Texte à lire:
Le département français de la Guadeloupe subit depuis une trentaine d’années des coupures d’eau très fréquentes et prolongées, affectant l’ensemble de la population. Les récents communiqués publiés par le SMGEAG alertant sur des pénuries dans plusieurs communes témoignent de l’aggravation continue de la situation.
La potabilité de l’eau n’est pas davantage assurée, notamment au regard des niveaux élevés de chlordécone présents dans l’eau. A cet égard, un communiqué du SMGEAG du 23 août 2024[1] a reconnu que l’eau distribuée à Capesterre-Belle-Eau, Terre-de-Haut, Terre-de-bas et Trois-Rivières, dépassait les seuils autorisés de chlordécone, entrainant une interdiction de sa consommation.
La gravité de la situation est telle qu’elle a été dénoncée par les rapporteurs spéciaux des Nations unies sur les droits humains qui ont de nouveau interpellé la France, le 28 mars 2024, en l’exhortant à garantir l’accès à l’eau potable en Guadeloupe. « Un réseau vétuste, des canalisations qui fuient, des stations d’épuration défectueuses, un logiciel de facturation défaillant, entre autres dysfonctionnements, sont le résultat de nombreuses années de négligence de la part des opérateurs privés, des collectivités locales et de l’Etat », ont affirmé les experts[2].
Néanmoins, les années s’écoulent depuis le dépôt de plainte sans progrès significatif de la procédure. Les associations et collectifs appellent à une ouverture urgente de l’information judiciaire annoncée, afin de faire toute la lumière sur les responsabilités engagées.
Par ailleurs, cette procédure s’inscrit dans une actualité et un contexte juridique de plus en plus sensibles aux enjeux de pollution environnementale, renforçant la légitimité de ce recours :
- Le 11 mars 2025[3], la Cour administrative d’appel de Paris a reconnu la faute de l’Etat dans la gestion du chlordécone, condamné pour avoir autorisé et prolongé l’usage de l’insecticide, sans diligence suffisante pour évaluer, contenir ou informer sur la pollution générée. L’Etat est condamné à réparer, lorsqu’il est démontré, le préjudice moral d’anxiété des personnes durablement exposées à cette pollution. La décision de l’Etat français de se pourvoir en cassation le 9 mai contre cet arrêt reconnaissant sa responsabilité ne fait que renforcer la nécessité de cette action.[4]
- Le 30 janvier 2025[5], la Cour européenne des droits de l’Homme a condamné l’Italie pour inaction des autorités face à la pollution massive de la Terra dei fuochi, causée par l’enfouissement et l’incinération illégale de déchets toxiques par la mafia italienne. C’est la première fois que la CEDH applique l’article 2 (droit à la vie) dans une affaire de pollution environnementale et impose des mesures concrètes de nature à mettre fin à la violation constatée et en réparer les effets.

Entrées de pointage et d'étiquetage:

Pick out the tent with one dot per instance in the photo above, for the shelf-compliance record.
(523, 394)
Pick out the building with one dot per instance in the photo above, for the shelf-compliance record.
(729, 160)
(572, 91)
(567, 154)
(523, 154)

Travail à faire:
a - D'après le texte sur l'eau en Guadeloupe, à quelle date les rapporteurs spéciaux des Nations unies ont-ils de nouveau interpellé la France ?
b - Dans le texte sur l'eau en Guadeloupe, relevez toutes les communes où l'eau distribuée dépassait les seuils autorisés de chlordécone selon le communiqué du SMGEAG du 23 août 2024.
Les lignes ne servent à rien pour cet exercice.

Résultats de l'exercice:
a - Le 28 mars 2024.

b - Capesterre-Belle-Eau, Terre-de-Haut, Terre-de-bas et Trois-Rivières.